— start Page text —

See also Recent Publications and Recent Presentations.

Andrew Moore (PhD '09) has accepted a tenure-track appointment in the Great Books Programme at St Thomas University, New Brunswick. Andrew is thrilled to return as a professor to the university from which he received his undergraduate degree.

Several current and former graduate students from our program, including Luke Maynard, Casey Stepaniuk, Thomas Stuart, and Eileen Wennekers, have chapters published in "Curious, if True": The Fantastic in Literature.

Ross Bullen (PhD '09) has accepted a nine-month appointment as an Assistant Professor of American Literature in the Department of English Literatures at Mount Allison University.

Congratulations to the editors of of the Word Hoard, a graduate journal of the Arts and Humanities at Western University, on the publication of their very first issue, Community and Dissent! From the editors: "Affiliated with Western's Graduate English Society, we are proud to have contributors and editors from multiple disciplines and departments, including American Studies, Anthropology, English, Comparative Literature, Theory and Criticism, and Women's Studies. We are also delighted to inform you that this inaugural issue includes the work of numerous members of the English department (please see our masthead for a full list). We'd like to thank our colleagues for their invaluable contributions to what we hope is the first of many interdisciplinary engagements with vital topics in the Arts and Humanities. Word Hoard is available to read online through Scholarship@Western. Find full text of all of our articles and responses here: You'll also find additional web-only content, such as interview excerpts, available on the site over the coming months."

— end Page text —

Requests:
#1 Answer these from the department news:
(a) Which program at St Thomas University did Andrew Moore join?
(b) What is the title of the book with chapters by Luke Maynard, Casey Stepaniuk, Thomas Stuart, and Eileen Wennekers?
(c) What is the title of the first issue of the Word Hoard?
#2 Resume the department news after its last sentence.
The items that follow come from a separate source.

— start Given entries —

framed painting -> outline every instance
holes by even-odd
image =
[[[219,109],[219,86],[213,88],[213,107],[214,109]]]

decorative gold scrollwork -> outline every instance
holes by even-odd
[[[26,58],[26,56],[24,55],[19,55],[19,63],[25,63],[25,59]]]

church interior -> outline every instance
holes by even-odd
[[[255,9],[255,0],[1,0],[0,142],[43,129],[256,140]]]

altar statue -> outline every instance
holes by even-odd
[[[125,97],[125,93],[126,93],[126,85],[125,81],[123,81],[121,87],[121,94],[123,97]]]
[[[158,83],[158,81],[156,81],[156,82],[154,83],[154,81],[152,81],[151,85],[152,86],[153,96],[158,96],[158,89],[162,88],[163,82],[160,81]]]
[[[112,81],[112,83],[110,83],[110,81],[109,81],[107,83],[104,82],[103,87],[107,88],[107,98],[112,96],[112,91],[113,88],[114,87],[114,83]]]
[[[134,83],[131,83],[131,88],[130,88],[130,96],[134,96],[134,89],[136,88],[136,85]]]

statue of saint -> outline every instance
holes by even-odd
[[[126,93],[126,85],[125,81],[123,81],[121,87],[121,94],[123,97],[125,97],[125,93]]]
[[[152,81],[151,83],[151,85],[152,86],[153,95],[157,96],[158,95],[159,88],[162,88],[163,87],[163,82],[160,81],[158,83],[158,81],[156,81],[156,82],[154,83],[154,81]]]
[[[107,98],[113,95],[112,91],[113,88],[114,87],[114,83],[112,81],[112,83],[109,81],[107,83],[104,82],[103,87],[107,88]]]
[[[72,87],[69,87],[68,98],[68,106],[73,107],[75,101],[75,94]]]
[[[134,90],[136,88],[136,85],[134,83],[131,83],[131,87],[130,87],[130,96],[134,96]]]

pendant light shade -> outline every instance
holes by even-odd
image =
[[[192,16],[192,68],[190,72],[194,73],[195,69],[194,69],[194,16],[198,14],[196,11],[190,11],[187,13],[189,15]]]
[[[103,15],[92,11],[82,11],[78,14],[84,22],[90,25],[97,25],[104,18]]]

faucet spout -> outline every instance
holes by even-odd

— end Given entries —

Expected answers:
#1
(a) The Great Books Programme
(b) "Curious, if True": The Fantastic in Literature
(c) Community and Dissent

#2
Content Editor-in-Chief: Nina Budabin McQuown
Managing Editor: Leif Schenstead-Harris
Publications and Outreach Editor: Kevin Godbout

Recent PhD graduate, Alia Rehana Somani, has written and directed a series of vignettes called "Oh Canada, Oh Komagata Maru!” which was premiered in June 2012 in Toronto. "Oh Canada, Oh Komagata Maru!" is about one of the least known yet most significant episodes in the history of Canada. The Komagata Maru incident took place in 1914, when a group of 376 Punjabi migrants aboard a Japanese ship, the Komagata Maru, was turned away from Canada’s western seaboard and refused entry into the country. The Komagata Maru incident may have occurred almost 100 years ago, but it has not been forgotten. Instead it continues to haunt us, to reverberate in our nation’s consciousness. In fact, in 2008, Prime Minister Stephen Harper stood up in Bear Creek Park and declared that on behalf of Canada, he was sorry for the events of 1914. "Oh Canada, Oh Komagata Maru!" explores, among other things, this apology; it considers how much of our past is remembered and how much still remains buried; and most importantly, it asks us to relive the experiences of those who traveled to Canada in 1914 in search of a better life, and a better future. Congratulations, Alia!

PhD graduate Michael Buma (2008) recently published Refereeing Identity: The Cultural Work of Canadian Hockey Novels, a book discussing the hockey myth as presented in Canadian literature. Read all about it in the Western News!

Congratulations to Melina Baum Singer
, a doctoral candidate from our program, on co-editing this exciting new collection of essays: Cultural Grammars of Nation, Diaspora, and Indigeneity in Canada:

Congratulations to Western English PhD Keri Lamb
, who has just accepted a tenure-track job at Chattanooga State Community College in Chattanooga, Tennessee. In her teaching at CSCC, Keri will be able to share her two passions: literature and dance.

Congratulations to Kelly McGuire, Western English PhD, on the publication of her new book: Dying to Be English: Suicide Narratives and National Identity, 1721-1814.

Lindsey Bannister
, Western English MA and MLIS, has returned to Western as our subject librarian for English at Weldon Library.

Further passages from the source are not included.